Christopher Smiths "Triangle" steht und fällt mit der Kenntnis des Film und in diesem Fall ist die Pointe ausnahmsweise mal mit der Gesamtkomposition des kompletten Plots verbunden, insofern macht es Smith dem Rezensenten schwer, sich ausgiebigst spoilerfrei über seine dritte Regiearbeit (nach "Creep" und "Severance", noch vor "Black Death") auszulassen, die unlogischerweise als einzige hierzulande nicht den Sprung ins Kino geschafft hat, obwohl sie in ihrer Geschlossenheit seine beste Arbeit darstellt.

Der Titel ist dann auch Programm (neben der Tatsache, daß wir u.a. auch im Bermudadreieck rumschippern), denn die Story wird fröhlich dreigeteilt. Daß da einiges im Argen liegt, beweisen aber schon die mysteriösen Vorspannszenen, von denen man zurecht annehmen kann, daß sie später noch von Bedeutung sein werden, auch wenn sie rätselhaft harmlos wirken. Melissa George kümmert sich darin etwas gestresst um ihren kleinen Sohn, der sich auffällig verhält (wenig später erfährt man von seinem Autismus), hadert mit der Hausarbeit, packt ihre Sachen, ein mysteriöses Türklingeln unterbricht sie (ohne, daß jemand vor der Tür steht), sie befüllt ihren Wagen und taucht schließlich etwas abwesend bei einem Segeltörn eines Freundes auf, um anzugeben, ihr Sohn sei in der Schule.

::::::::

Gib aus der Filmkritik zu „Triangle“ die Stelle von „Der Titel ist“ bis „in der Schule.“ wortgetreu wieder.

::::::::

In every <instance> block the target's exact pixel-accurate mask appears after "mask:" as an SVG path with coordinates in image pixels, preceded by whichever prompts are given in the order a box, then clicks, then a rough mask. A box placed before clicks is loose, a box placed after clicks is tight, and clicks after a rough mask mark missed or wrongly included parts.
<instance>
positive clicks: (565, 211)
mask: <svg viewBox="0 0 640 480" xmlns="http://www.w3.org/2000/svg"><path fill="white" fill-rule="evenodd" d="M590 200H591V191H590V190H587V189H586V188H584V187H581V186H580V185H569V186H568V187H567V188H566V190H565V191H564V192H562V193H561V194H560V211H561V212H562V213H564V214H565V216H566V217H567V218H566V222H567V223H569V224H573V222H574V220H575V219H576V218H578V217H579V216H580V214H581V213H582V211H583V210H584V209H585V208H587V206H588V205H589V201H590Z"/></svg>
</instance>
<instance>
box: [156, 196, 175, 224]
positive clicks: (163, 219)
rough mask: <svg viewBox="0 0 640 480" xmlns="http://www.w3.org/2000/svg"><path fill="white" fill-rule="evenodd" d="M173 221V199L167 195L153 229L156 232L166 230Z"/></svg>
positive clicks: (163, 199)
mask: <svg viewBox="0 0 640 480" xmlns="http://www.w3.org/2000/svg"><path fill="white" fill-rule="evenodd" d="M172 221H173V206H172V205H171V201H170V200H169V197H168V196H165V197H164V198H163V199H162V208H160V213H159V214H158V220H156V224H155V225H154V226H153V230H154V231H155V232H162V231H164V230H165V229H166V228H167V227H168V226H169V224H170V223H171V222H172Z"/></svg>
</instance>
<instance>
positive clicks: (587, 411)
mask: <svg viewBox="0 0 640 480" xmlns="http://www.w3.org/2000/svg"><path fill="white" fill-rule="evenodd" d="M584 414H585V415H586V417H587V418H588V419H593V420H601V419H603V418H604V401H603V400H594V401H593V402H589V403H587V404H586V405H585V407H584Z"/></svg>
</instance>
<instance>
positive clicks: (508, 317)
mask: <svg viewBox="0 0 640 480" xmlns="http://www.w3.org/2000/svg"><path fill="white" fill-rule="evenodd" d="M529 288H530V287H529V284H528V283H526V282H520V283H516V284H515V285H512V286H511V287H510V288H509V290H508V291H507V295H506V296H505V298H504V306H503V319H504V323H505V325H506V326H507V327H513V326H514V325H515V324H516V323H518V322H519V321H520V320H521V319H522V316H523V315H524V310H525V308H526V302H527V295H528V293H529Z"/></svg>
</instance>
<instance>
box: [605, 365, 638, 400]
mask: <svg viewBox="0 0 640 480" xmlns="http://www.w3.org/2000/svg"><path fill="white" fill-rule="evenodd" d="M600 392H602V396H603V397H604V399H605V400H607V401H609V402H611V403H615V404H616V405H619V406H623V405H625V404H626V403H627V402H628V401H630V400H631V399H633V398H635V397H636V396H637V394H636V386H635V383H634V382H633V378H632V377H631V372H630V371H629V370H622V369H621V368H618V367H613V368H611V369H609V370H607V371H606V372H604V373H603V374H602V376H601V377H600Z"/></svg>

::::::::

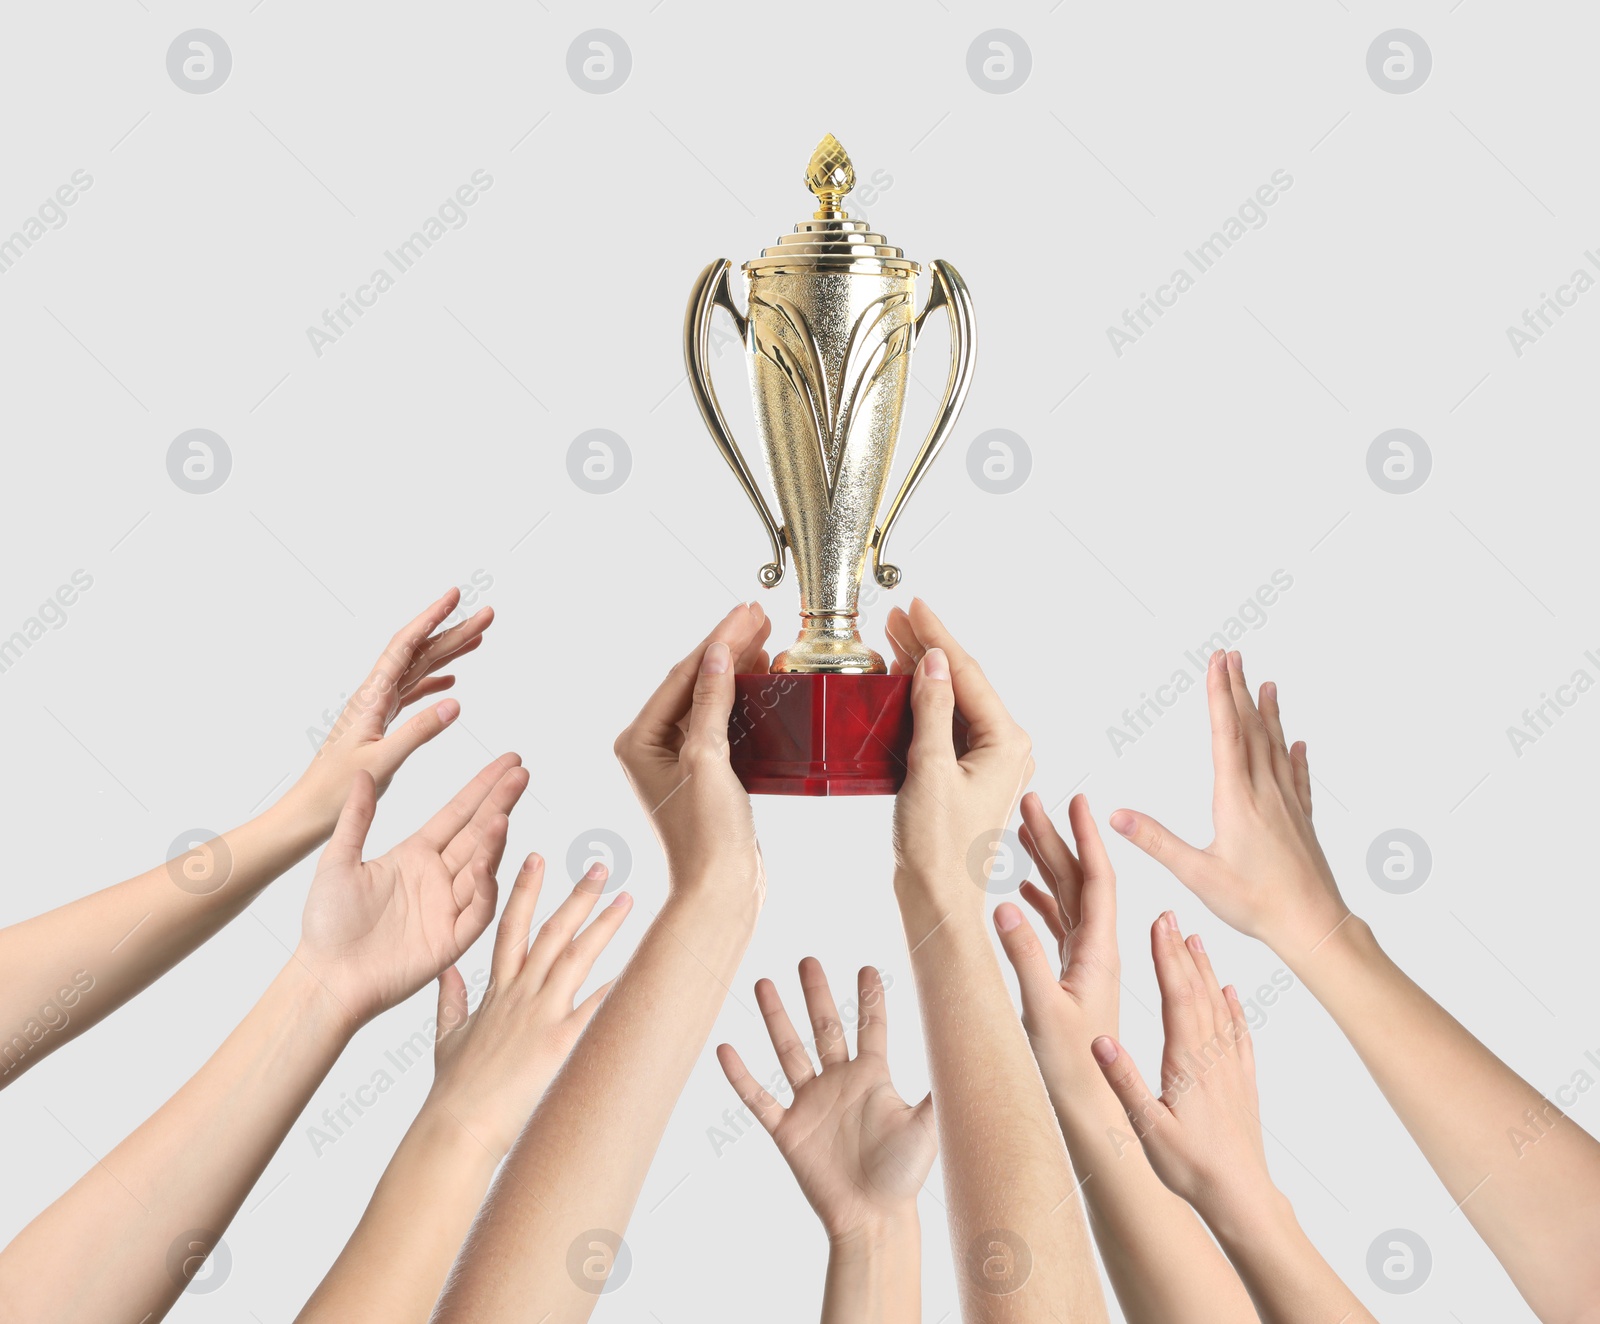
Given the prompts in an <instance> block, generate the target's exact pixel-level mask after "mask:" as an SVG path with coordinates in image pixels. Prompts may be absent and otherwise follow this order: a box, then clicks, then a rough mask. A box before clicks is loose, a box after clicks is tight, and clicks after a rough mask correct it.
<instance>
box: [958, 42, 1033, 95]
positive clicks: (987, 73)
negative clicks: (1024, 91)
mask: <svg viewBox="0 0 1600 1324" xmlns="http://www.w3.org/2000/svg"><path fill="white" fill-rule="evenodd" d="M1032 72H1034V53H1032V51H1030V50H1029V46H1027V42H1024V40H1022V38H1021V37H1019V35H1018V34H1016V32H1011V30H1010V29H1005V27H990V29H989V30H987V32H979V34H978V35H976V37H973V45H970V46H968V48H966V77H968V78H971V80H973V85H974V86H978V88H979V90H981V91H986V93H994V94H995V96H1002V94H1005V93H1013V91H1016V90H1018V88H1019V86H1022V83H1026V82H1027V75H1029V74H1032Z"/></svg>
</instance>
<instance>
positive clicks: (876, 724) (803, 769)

::::::::

**ERGEBNIS:**
Der Titel ist dann auch Programm (neben der Tatsache, daß wir u.a. auch im Bermudadreieck rumschippern), denn die Story wird fröhlich dreigeteilt. Daß da einiges im Argen liegt, beweisen aber schon die mysteriösen Vorspannszenen, von denen man zurecht annehmen kann, daß sie später noch von Bedeutung sein werden, auch wenn sie rätselhaft harmlos wirken. Melissa George kümmert sich darin etwas gestresst um ihren kleinen Sohn, der sich auffällig verhält (wenig später erfährt man von seinem Autismus), hadert mit der Hausarbeit, packt ihre Sachen, ein mysteriöses Türklingeln unterbricht sie (ohne, daß jemand vor der Tür steht), sie befüllt ihren Wagen und taucht schließlich etwas abwesend bei einem Segeltörn eines Freundes auf, um anzugeben, ihr Sohn sei in der Schule.